* **Instructions to follow**
Below are some records. Print exactly the lines between the one holding "blue sky, the" and the one holding "the claw, the", inclusive, and nothing else.

[Referring expression pointing data]
*** Begin section ***

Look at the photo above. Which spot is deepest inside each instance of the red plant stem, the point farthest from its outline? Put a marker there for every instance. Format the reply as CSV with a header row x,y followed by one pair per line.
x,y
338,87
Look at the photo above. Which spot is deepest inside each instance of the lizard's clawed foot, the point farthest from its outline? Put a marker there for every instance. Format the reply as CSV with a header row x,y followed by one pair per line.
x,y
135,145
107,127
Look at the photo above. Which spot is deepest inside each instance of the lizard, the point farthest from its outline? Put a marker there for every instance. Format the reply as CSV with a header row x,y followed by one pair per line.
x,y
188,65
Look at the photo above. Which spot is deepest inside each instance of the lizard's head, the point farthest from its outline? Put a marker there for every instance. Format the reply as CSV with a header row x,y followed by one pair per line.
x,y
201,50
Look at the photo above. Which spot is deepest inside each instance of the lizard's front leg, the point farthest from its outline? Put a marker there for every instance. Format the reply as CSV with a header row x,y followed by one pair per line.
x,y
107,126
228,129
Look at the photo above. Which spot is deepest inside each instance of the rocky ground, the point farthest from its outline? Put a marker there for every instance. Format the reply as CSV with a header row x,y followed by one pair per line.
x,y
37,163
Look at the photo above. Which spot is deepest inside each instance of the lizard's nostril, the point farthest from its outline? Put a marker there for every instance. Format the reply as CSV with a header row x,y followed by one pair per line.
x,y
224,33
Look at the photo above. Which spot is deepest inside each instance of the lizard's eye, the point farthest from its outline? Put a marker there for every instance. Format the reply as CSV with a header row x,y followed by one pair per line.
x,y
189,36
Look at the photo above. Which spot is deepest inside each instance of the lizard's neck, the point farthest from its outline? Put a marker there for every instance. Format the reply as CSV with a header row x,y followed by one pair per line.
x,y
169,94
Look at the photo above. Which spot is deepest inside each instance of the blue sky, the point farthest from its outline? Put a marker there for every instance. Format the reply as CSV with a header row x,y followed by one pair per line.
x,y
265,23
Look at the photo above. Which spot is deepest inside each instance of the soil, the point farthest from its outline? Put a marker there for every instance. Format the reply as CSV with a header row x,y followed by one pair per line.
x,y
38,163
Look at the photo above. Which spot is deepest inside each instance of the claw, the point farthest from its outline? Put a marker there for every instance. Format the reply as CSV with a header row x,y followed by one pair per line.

*** End section ***
*** Begin section ***

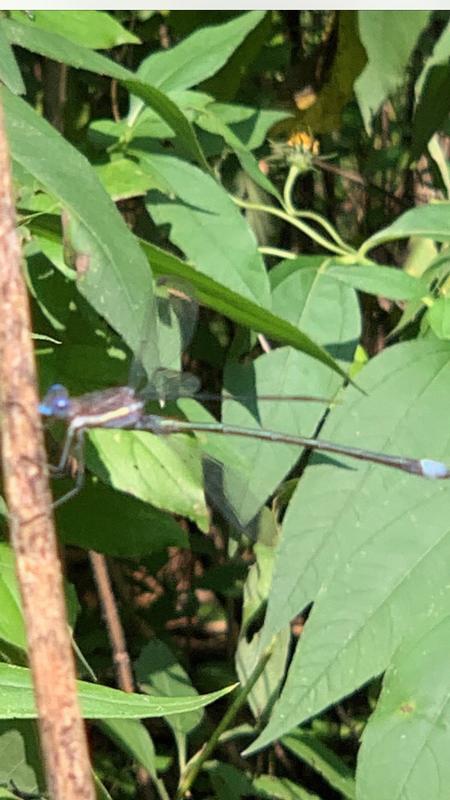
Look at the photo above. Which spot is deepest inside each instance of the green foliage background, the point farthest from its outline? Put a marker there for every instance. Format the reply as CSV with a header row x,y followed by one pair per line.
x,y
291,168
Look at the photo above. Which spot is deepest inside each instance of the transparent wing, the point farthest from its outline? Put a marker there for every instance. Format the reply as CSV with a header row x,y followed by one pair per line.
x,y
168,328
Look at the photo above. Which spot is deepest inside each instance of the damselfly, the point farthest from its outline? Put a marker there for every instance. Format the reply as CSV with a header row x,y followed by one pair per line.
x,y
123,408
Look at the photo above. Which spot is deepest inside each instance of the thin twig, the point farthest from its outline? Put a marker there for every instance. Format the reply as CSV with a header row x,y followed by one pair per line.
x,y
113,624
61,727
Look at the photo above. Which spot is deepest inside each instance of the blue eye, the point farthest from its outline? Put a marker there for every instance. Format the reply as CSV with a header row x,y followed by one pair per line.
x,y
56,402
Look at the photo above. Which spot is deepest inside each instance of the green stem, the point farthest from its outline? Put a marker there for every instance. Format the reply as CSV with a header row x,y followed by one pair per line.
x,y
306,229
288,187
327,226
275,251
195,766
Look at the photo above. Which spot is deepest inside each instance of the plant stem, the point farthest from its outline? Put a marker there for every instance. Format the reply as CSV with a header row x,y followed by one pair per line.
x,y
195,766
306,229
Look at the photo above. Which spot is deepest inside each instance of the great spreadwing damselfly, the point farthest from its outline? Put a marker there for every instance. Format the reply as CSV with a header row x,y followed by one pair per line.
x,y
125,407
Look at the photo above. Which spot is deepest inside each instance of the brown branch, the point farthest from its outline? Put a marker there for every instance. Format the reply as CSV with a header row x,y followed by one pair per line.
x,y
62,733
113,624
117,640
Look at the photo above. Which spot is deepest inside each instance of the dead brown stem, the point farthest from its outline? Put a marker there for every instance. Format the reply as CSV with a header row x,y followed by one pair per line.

*** End section ***
*** Begin section ***

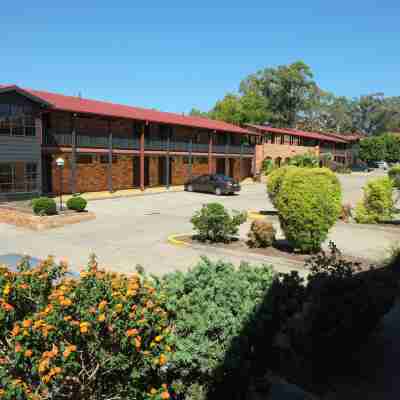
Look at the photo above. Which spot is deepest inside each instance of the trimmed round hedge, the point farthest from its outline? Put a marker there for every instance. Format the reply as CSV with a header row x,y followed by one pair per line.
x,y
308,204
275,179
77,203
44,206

*** End section ***

* **Exercise answer**
Look at the photo above. Which spot is deepest inside each instance of the blue sky, the point farthest from its outline? Put a marker there for every instance. Format the reply as CSV with a header row x,y followed by one pair per line.
x,y
265,23
Look at the photo above. Which spot is deepest inside each instance of the soil, the point farthest from its outline? Put a marker there for every instance. Format the reply as CSV with a header row x,y followed by one pair per line.
x,y
38,163
Look at the photo above. Which spot is deepest inside each instance of the claw, the point farthest from its outline? Put a marker there for every instance. Format the reply as CSV with a header row x,y followed by one pair per line.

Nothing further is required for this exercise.